• _SOURCE EXCERPT_:
# Question about my new 226.



## Nagel (Feb 8, 2012)

Hey guys, I just recently bought a new Sig p226 Elite from an online dealer and received the gun the other day. This is my first brand new pistol I have owned and am not sure how the barrel usually looks brand new. I know Sig test fired it, but should my barrel already have wear on it? It won't let me upload the images on here(I'm new and not sure what I am doing). But how much wear should be on a new barrel like that?

Thanks guys.

Also, it is an Enhanced Elite. I was wondering if I can replace the grip with the Sig Sauer rosewood grips without having to change out any other parts under the grip with it.


----------



## FNISHR (Aug 9, 2011)

It would help to have an image, but the high timers on here (I'm not one) may be able to help you. My Sigs have curved marks on the backs of their barrels that some of my friends call "smilies". I'm told that they typically show up on Sigs in just the first few rounds. Since both my pistols are about 20 years old, I never think much about it, but someone told me that the first 15 or 20 rounds might produce them.


----------



## VAMarine (Dec 25, 2008)

Unless you are a contributing member you need to use a third part host site such as *Photobucket *to post images.


----------



## Nagel (Feb 8, 2012)

photo.jpg picture by Nagel29 - Photobucket

photo.jpg picture by Nagel29 - Photobucket

photo.jpg picture by Nagel29 - Photobucket

I realize it's not much wear at all, but still just wondering.


----------



## VAMarine (Dec 25, 2008)

Nagel said:


> photo.jpg picture by Nagel29 - Photobucket
> 
> photo.jpg picture by Nagel29 - Photobucket
> 
> ...


Nothing to be really worried about, possible that the gun was a floor model and had lot of handling etc.


----------



## Nagel (Feb 8, 2012)

Alright, thanks I appreciate it. Any idea on the grip issue?


----------



## bearone2 (Aug 27, 2011)

hasn't been shot much, looks like factory to me without better pics, it's just wearing the coating on the barrel & normal.

• _REQUIREMENT_: Reproduce, word for word, the passage of the Sig P226 thread that begins with the words containing "# Question about" and ends with "Thanks guys.".

• _GIVEN INFORMATION_:
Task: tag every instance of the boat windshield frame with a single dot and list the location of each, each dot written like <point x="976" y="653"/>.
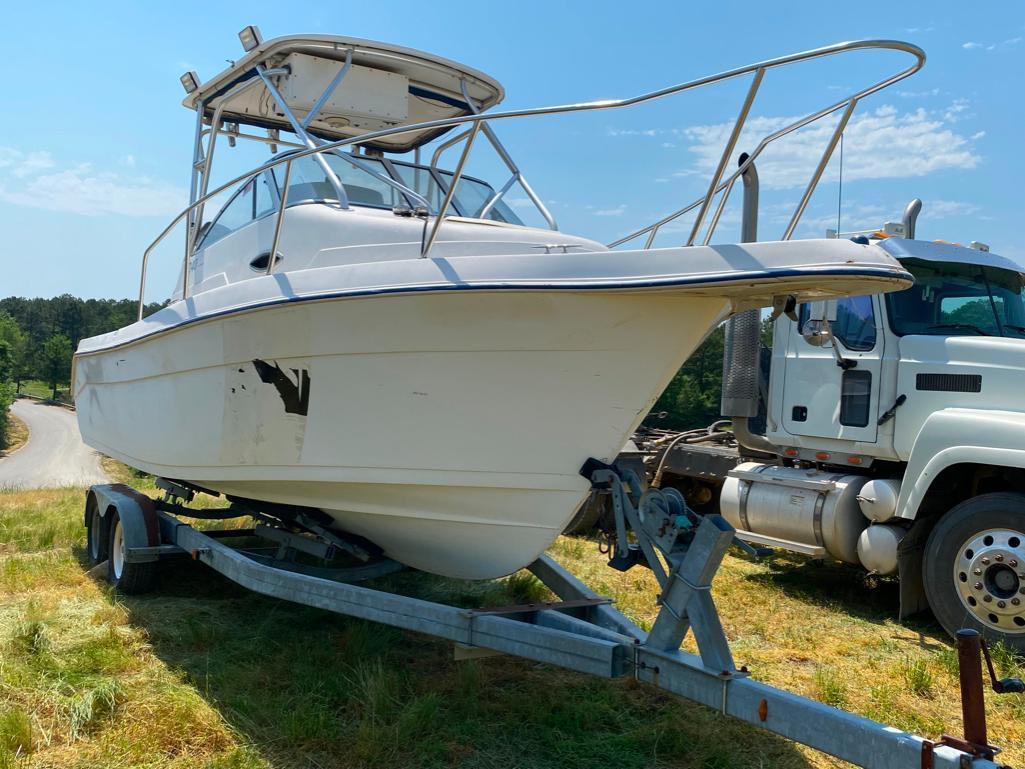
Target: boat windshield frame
<point x="721" y="184"/>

• _COMPLETE OUTPUT_:
# Question about my new 226.



## Nagel (Feb 8, 2012)

Hey guys, I just recently bought a new Sig p226 Elite from an online dealer and received the gun the other day. This is my first brand new pistol I have owned and am not sure how the barrel usually looks brand new. I know Sig test fired it, but should my barrel already have wear on it? It won't let me upload the images on here(I'm new and not sure what I am doing). But how much wear should be on a new barrel like that?

Thanks guys.